--- RECORDS FOR PROCESSING ---

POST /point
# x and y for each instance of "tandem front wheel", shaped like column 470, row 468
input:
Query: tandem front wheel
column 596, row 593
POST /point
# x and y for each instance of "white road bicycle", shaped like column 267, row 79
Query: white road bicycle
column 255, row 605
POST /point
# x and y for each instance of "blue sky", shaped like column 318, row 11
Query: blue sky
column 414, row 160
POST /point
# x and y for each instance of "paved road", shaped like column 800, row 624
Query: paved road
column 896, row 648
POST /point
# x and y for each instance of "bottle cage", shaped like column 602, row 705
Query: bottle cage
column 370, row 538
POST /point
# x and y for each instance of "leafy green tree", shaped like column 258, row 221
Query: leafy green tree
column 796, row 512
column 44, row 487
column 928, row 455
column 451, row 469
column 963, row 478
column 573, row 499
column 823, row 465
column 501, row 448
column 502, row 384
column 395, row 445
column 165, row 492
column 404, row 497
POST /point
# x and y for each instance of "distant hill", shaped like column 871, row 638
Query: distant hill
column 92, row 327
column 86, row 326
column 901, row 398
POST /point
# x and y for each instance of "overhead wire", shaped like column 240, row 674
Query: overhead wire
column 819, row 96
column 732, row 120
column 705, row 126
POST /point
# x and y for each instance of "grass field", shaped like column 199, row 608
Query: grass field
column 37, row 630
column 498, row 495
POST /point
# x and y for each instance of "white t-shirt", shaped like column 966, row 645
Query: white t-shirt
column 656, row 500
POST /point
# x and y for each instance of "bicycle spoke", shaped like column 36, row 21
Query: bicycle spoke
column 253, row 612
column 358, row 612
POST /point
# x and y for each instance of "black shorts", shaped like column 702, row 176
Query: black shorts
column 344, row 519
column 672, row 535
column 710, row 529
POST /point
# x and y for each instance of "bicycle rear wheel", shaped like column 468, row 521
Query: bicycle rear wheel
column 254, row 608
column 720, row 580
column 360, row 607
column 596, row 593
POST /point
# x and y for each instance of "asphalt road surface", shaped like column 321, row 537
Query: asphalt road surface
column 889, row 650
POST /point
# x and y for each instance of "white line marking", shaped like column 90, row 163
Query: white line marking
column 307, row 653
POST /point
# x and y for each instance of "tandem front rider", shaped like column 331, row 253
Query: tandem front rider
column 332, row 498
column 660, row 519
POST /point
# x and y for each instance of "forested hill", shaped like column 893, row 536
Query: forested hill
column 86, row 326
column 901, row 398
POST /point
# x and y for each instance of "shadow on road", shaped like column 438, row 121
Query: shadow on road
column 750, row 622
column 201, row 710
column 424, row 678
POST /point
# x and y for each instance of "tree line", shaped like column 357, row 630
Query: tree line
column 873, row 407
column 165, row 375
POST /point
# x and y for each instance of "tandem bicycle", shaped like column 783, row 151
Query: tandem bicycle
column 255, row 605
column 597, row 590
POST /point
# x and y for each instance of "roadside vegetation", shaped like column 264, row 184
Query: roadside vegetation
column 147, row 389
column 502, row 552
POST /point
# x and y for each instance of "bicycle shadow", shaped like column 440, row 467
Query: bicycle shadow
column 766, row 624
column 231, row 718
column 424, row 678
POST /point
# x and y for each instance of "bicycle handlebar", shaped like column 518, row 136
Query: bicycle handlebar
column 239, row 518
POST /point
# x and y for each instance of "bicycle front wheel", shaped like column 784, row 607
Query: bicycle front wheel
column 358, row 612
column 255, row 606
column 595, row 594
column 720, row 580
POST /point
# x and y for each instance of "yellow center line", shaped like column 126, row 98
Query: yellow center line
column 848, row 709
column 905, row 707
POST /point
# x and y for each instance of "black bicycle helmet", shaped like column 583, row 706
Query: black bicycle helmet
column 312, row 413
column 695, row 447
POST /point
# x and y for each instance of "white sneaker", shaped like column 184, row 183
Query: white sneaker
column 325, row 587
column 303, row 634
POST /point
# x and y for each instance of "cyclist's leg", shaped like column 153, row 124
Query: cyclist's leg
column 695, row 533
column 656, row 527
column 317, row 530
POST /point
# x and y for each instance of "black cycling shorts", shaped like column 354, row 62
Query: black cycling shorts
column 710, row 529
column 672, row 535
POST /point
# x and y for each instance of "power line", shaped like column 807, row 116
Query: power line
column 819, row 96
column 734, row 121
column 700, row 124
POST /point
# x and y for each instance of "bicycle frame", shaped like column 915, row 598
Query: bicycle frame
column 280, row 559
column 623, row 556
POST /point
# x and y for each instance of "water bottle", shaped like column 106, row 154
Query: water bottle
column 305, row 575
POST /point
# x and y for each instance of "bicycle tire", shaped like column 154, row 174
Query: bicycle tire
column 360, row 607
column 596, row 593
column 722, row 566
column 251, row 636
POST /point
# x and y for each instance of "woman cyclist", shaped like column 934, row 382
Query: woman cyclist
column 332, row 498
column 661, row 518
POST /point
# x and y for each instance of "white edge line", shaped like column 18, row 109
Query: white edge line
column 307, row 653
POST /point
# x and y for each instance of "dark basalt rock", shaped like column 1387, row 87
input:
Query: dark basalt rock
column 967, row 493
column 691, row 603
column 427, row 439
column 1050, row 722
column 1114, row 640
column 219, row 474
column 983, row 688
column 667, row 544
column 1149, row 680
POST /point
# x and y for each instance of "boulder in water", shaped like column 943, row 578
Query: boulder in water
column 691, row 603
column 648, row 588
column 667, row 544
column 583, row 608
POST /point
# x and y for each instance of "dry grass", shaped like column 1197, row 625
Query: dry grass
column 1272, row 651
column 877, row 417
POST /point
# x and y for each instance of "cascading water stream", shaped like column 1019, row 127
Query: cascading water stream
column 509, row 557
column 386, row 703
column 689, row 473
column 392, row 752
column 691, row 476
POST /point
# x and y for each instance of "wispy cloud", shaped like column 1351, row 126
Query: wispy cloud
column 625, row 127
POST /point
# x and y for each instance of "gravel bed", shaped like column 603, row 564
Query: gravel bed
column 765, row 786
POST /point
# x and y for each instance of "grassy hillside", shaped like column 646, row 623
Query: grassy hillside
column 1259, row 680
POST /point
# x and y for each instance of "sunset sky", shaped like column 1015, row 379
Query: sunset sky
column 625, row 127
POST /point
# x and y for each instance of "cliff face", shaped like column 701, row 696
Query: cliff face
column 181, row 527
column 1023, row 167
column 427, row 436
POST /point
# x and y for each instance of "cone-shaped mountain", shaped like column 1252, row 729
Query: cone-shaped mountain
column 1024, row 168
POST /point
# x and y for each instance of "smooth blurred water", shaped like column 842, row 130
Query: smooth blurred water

---

ASSIGNMENT: Search the data for the string "blurred" and copy out every line where it is found.

WRITTEN RESPONSE:
# x and y for each instance of "smooth blurred water", shaped like column 842, row 130
Query: smooth blurred water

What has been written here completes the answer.